[About this task]
Below are records; transcribe only the line with "Need: a point for each instance of the bending" and those after it, through the last line, without any change.

# # # # #

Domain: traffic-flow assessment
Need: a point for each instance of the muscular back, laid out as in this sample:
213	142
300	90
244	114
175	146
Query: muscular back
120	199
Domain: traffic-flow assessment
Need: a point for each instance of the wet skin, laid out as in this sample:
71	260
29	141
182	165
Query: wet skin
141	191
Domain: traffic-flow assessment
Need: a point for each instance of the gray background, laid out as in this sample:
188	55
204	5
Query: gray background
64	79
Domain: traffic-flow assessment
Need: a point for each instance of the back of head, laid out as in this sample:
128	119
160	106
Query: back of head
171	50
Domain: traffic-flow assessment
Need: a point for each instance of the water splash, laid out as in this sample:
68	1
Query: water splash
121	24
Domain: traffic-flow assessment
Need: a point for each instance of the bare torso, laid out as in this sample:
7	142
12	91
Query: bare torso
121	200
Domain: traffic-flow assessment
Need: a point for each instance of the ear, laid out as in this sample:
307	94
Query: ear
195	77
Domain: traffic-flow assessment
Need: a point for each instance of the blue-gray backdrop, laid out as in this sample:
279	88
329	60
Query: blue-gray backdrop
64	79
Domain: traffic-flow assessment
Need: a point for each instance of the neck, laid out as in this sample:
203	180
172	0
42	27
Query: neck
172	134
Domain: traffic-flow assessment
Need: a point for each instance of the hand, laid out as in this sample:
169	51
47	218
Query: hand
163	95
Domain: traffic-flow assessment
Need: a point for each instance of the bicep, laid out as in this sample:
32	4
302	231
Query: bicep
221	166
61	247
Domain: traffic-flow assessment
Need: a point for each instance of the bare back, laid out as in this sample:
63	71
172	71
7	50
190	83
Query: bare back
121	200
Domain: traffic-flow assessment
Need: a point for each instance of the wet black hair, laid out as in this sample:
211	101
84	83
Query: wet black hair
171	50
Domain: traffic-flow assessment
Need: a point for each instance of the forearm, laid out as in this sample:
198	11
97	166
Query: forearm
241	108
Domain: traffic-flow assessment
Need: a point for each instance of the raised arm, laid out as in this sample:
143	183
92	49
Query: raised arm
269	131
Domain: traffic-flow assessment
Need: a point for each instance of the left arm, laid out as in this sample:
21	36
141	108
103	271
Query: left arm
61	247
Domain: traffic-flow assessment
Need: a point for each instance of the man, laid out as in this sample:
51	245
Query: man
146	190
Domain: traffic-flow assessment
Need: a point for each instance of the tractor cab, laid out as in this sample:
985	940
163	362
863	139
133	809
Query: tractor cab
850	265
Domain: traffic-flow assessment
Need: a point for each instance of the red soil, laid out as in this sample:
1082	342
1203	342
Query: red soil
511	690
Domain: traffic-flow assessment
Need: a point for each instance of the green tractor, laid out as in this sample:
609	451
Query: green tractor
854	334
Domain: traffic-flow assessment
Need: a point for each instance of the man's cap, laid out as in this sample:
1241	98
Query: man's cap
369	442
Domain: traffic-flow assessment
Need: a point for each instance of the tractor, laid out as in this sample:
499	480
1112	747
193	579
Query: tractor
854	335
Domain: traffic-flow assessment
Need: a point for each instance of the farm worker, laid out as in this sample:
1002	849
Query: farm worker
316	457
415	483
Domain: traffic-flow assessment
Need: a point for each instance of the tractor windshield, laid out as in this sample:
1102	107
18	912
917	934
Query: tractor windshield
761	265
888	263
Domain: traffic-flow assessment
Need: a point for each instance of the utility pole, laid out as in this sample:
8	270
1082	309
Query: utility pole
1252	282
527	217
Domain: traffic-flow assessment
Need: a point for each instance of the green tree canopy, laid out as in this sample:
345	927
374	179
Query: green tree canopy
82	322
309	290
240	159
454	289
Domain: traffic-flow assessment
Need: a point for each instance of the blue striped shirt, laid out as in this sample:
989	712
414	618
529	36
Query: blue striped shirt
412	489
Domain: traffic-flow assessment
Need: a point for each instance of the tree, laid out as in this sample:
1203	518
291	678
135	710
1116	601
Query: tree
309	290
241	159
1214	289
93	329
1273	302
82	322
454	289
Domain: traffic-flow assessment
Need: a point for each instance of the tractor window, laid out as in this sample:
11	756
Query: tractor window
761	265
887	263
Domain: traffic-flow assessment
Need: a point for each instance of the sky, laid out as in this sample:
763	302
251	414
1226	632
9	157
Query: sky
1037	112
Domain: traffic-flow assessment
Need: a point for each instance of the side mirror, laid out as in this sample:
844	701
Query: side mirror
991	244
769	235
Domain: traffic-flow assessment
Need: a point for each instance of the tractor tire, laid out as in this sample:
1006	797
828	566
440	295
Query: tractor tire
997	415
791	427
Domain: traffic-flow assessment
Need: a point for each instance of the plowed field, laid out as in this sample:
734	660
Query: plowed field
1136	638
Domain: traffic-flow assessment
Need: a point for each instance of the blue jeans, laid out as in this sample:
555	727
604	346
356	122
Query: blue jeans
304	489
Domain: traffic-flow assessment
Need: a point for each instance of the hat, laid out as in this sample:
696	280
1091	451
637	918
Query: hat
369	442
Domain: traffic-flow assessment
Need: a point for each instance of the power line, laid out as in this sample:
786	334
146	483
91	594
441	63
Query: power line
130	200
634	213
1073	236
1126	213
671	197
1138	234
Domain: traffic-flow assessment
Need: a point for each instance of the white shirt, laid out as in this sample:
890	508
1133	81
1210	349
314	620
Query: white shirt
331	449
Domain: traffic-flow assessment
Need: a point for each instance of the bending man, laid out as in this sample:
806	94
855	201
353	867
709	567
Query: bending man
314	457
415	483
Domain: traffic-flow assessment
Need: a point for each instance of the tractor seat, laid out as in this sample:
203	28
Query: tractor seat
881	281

# # # # #

[Problem solution]
Need: a point for each instance of the bending man, laid out as in this sample:
806	94
855	201
353	867
709	567
Query: bending man
314	457
415	483
Domain: traffic-flow assessment
Need: a point for each instance of the tractor seat, laid out as in this sample:
203	28
Query: tractor seat
881	281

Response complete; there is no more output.